━━━━━ GIVEN DATA ━━━━━

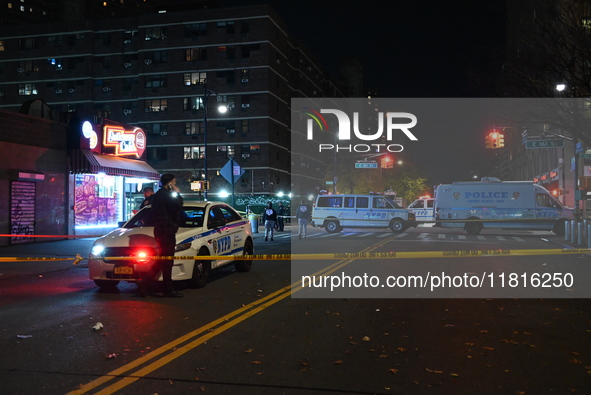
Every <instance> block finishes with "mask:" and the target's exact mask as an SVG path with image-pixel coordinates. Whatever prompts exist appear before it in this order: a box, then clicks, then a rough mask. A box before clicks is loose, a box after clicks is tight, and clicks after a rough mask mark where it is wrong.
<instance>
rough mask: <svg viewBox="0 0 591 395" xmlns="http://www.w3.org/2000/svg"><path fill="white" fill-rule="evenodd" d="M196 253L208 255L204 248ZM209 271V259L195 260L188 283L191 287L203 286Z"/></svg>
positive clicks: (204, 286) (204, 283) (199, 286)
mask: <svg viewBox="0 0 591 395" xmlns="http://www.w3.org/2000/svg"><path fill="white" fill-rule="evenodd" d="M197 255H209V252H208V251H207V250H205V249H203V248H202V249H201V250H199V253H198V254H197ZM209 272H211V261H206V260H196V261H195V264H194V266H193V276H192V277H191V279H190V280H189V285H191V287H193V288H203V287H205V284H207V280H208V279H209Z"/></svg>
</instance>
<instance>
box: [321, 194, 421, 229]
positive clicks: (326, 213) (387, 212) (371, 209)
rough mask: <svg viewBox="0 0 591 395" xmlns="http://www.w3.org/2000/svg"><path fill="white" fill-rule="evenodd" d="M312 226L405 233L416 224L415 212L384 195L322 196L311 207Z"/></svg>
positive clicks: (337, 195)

━━━━━
━━━━━ GIVEN DATA ━━━━━

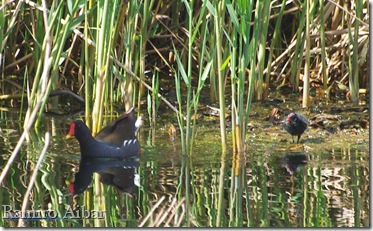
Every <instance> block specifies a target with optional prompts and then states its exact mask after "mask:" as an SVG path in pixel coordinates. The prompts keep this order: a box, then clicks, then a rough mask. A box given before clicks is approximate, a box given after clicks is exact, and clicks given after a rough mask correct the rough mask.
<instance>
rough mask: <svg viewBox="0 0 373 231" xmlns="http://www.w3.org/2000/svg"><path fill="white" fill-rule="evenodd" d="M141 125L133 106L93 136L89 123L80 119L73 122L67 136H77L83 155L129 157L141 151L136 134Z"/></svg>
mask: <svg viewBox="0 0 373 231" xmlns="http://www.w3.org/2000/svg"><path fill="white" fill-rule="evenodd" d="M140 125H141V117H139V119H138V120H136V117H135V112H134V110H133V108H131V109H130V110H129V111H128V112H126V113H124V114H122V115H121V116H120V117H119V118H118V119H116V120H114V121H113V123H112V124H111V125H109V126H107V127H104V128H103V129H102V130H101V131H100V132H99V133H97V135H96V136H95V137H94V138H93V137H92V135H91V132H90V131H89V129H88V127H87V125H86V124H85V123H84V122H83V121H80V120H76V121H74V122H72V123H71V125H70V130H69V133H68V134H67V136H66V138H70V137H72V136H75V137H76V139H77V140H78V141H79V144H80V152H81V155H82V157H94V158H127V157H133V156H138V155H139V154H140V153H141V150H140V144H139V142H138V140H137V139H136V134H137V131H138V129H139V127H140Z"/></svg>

━━━━━

WORK INSTRUCTION: The answer is the run of lines above from the line containing "226L405 233L416 224L415" through the line containing "positive clicks: (337, 195)", copied exactly and alone.

OUTPUT:
rough mask: <svg viewBox="0 0 591 395" xmlns="http://www.w3.org/2000/svg"><path fill="white" fill-rule="evenodd" d="M312 226L405 233L416 224L415 212L384 195L322 196L311 207Z"/></svg>
positive clicks: (337, 195)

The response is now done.